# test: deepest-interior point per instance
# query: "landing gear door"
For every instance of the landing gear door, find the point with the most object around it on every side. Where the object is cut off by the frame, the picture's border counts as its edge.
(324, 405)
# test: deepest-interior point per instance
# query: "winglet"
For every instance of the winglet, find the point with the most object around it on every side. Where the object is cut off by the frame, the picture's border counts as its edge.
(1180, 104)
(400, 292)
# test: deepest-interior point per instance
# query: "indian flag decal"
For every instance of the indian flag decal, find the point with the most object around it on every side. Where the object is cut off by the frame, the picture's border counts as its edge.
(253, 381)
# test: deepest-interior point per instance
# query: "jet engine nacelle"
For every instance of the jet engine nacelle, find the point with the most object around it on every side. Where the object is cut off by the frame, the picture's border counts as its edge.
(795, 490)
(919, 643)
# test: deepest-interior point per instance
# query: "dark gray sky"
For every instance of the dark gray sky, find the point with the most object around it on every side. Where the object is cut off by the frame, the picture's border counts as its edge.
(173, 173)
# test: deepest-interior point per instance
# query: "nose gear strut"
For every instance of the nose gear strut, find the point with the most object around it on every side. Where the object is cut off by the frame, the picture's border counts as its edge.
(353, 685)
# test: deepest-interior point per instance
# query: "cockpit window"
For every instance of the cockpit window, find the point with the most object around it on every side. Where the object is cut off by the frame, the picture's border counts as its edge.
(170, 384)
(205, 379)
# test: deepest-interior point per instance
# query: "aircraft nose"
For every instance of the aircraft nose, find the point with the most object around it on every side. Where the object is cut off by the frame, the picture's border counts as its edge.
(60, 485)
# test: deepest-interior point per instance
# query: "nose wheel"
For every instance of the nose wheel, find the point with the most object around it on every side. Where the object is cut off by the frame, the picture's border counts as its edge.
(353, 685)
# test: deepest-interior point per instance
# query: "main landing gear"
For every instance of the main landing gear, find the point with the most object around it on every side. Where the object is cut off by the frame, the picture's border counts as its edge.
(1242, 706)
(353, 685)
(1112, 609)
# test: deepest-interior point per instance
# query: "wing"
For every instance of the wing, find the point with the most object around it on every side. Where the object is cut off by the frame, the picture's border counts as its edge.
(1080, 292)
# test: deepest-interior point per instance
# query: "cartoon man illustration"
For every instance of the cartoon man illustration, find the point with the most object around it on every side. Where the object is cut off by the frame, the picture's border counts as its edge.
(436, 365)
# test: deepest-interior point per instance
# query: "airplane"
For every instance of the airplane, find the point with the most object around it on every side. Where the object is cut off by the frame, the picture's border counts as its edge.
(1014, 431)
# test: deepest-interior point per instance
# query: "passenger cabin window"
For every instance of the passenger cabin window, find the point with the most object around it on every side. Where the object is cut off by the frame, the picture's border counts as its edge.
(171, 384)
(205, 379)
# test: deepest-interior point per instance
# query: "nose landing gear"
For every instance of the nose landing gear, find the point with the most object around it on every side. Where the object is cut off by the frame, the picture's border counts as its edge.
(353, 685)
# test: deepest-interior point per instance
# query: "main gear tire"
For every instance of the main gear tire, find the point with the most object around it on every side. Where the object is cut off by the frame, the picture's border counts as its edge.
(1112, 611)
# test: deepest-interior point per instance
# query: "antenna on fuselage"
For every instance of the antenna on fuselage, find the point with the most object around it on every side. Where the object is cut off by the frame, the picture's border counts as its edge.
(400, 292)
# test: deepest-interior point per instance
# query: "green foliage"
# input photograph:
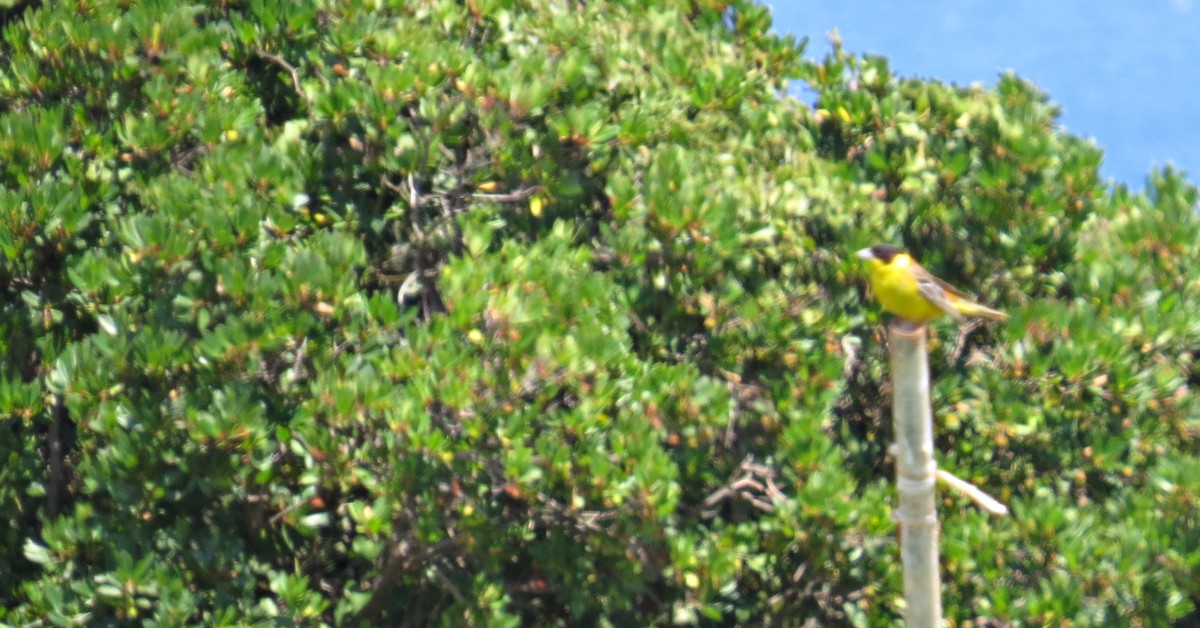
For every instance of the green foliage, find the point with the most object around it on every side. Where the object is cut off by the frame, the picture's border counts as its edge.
(541, 312)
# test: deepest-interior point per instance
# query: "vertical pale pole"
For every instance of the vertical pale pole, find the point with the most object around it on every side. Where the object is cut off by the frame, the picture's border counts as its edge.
(916, 476)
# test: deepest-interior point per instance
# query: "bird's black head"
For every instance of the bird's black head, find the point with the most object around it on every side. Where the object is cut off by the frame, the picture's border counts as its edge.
(886, 252)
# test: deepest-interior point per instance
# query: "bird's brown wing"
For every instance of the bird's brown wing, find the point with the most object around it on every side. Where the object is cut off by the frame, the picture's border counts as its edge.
(937, 292)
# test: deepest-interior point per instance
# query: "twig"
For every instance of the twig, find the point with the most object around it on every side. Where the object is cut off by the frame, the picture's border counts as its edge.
(972, 492)
(291, 69)
(520, 195)
(744, 484)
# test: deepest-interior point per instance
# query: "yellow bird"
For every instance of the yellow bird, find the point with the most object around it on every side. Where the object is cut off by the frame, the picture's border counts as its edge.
(909, 291)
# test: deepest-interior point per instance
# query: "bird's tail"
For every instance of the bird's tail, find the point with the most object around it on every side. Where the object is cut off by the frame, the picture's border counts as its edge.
(981, 311)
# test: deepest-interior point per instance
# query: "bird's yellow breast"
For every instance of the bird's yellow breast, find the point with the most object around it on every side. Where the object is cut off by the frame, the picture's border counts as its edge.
(895, 287)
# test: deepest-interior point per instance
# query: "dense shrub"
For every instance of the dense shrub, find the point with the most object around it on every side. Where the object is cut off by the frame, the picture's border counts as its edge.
(543, 314)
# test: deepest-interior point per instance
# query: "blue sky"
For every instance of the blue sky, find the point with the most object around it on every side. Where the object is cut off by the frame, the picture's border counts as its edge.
(1125, 73)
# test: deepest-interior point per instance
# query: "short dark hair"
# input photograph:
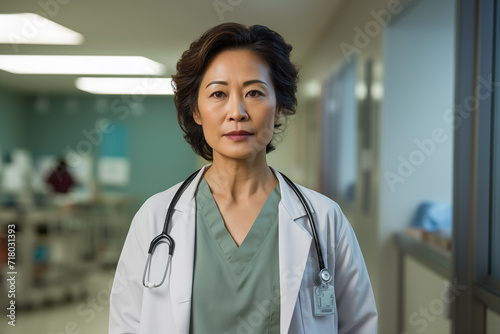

[What to work on] Omit the pictures, then quote the rest of the material above exactly.

[Solution for this exercise]
# test: deepest-interior point per instance
# query: "landing gear door"
For every instance of the landing gear door, find the point with the most object around it on every side. Where the object is cut off by the frame, the picture's border counts as its edge.
(324, 405)
# test: deepest-interior point per instance
# query: "winglet"
For every instance of the winglet, find the point with the most object around it on every side. Where the object is cut off by the frame, the picture's border counts as its edge.
(1180, 104)
(400, 292)
# test: deepest-interior point per instance
# query: "indian flag decal"
For every instance of the indian flag decal, find the point with the most object around it on every side. Where the object is cut off by the frame, the picture's border counts as its edge.
(253, 381)
# test: deepest-interior point per instance
# query: "jet engine nacelle"
For every instance of the jet engine nacelle, find the point with the most object around it on every side. Where the object is cut off by the frame, the picture's border counts as its edge.
(795, 490)
(919, 643)
# test: deepest-interior point per instance
# query: "dark gray sky"
For every instance of the dark gray sky, find the point with the most object around it on every side. Where the object is cut off by the frame, the picture's border counts as its edge.
(173, 173)
# test: deepest-interior point per instance
# query: "nose gear strut"
For every instance of the nose gear strut, find the point with the most object around it on every side. Where the object is cut off by the frame, the picture's border counts as its edge.
(353, 685)
# test: deepest-interior point per instance
# query: "cockpit window"
For every instance of the cockpit window, find the point with the most object around it on every side. Where the object is cut off by the frame, the picture's border counts as its edge.
(170, 384)
(205, 379)
# test: deepest-interior point per instance
# query: "aircraft nose"
For every instance of the aircraft nose, find the point with the most object around it on every side. Where the object is cut off by the frame, the picture's border counts as its edge.
(60, 485)
# test: deepest-interior point per instance
# query: "nose wheel"
For every instance of the nose wheel, find the point with the most object around it on every side. Where the object is cut off by the frame, the picture's border counts as its edge.
(353, 685)
# test: deepest-interior point per instance
# query: "main landing gear"
For every instance of the main landing gear, find the point with the most object around it on every side. Where the object is cut off by the frame, the picture's border counts as its edge.
(1242, 706)
(353, 685)
(1112, 609)
# test: deepest-interior point per instance
# query: "wing"
For every instance of the wing, find the point with the most object around it on every side. Where the object is cut off by the frame, the picture's border counts as its edge.
(1080, 292)
# test: deepest-interior point per instance
# query: "cartoon man illustration"
For every instance of the cartoon man illustration, find the point with the most object around it on every side. Where the object is cut off by the frame, the picture's border counts as its edge.
(436, 365)
# test: deepest-interior point per instance
# query: "airplane"
For every instance of the airplane, find the point with the most object around it on every side. Where the object is cut off by the frame, the picture's border counts as its edge.
(1014, 431)
# test: deepest-interior point per instance
# query: "passenger cabin window"
For every instance of the passenger cabin window, find the point with the most object around it on every side. Where the object is cut off by the frame, the picture's border counts as its edge.
(171, 384)
(205, 379)
# test: deepest-interior point per instance
# query: "nose landing gear"
For every instance of the nose landing gear, find the point with the most object around it on every side. Where the object is cut off by the frame, the picture's border counts as its edge.
(353, 685)
# test: deepest-interior point per instance
# query: "main gear tire"
For every instance of the main gear tire, find the point with the most object around it on every side. Where the object is cut off by the frame, the picture's border counts as its edge.
(1112, 611)
# test: deepest-interior point per instance
# query: "antenna on fuselage"
For every instance of the antenna on fuselage, find the point with the most object around it on every side. Where the object is cut off by the frame, the picture's border counts as its edge.
(400, 292)
# test: deepest-interior point per instance
# query: "green foliage"
# input photograph:
For every instance of the green foliage, find the point with the most object around it on every side. Where the object is cut off by the frame, the picture's border counts as its edge.
(541, 312)
# test: deepest-interior point per instance
# query: "vertical pale pole"
For every instance of the vertical pale pole, find the point with the most object around it on every side. Where the object is cut off by the frame, the picture's border counts as its edge.
(916, 476)
# test: deepest-interior point per instance
# query: "bird's black head"
For every instance of the bird's black head, find the point with the most object around it on every side. Where the object is cut off by the frame, the picture's border counts as its edge.
(886, 252)
# test: deepest-interior point per instance
# query: "bird's brown wing"
For every instance of the bird's brown wing, find the point with the most object around it on every side. Where the object is cut off by the frame, the picture's border counts as its edge.
(937, 292)
# test: deepest-interior point per instance
# query: "twig"
For every instance of the twig, find the point with the most object around it on every side. Where the object is cut off by the frame, the picture's border counts as its edge.
(972, 492)
(291, 69)
(520, 195)
(744, 484)
# test: deepest-interior point per instance
# query: "yellow bird"
For every instance of the yellow bird, find the point with the most object around it on every side. Where the object is cut off by the frame, the picture's border counts as its edge.
(909, 291)
# test: deepest-interior point per instance
# query: "bird's tail"
For every instance of the bird's tail, find the point with the most object around it on every side. Where the object is cut off by the frame, the picture's border counts as its edge.
(981, 311)
# test: deepest-interior point per instance
# query: "bird's yellow breast"
For every instance of the bird's yellow breast, find the point with the most object around it on every side. Where the object is cut off by the frame, the picture's border counts as its edge.
(895, 287)
# test: deepest-interior point per instance
# query: "dense shrub"
For every instance of the dense shrub, find the point with the most object around it on every side. Where the object is cut off by the frame, the picture's border counts as its edge.
(543, 314)
# test: deepest-interior point per instance
# query: "blue sky"
For every instance of the blue sky, find the point with the most object around it on every side. Where the object is cut off by the frame, the picture's border counts as its edge.
(1125, 73)
# test: deepest-interior point per instance
# query: "short dark hair"
# input photograph:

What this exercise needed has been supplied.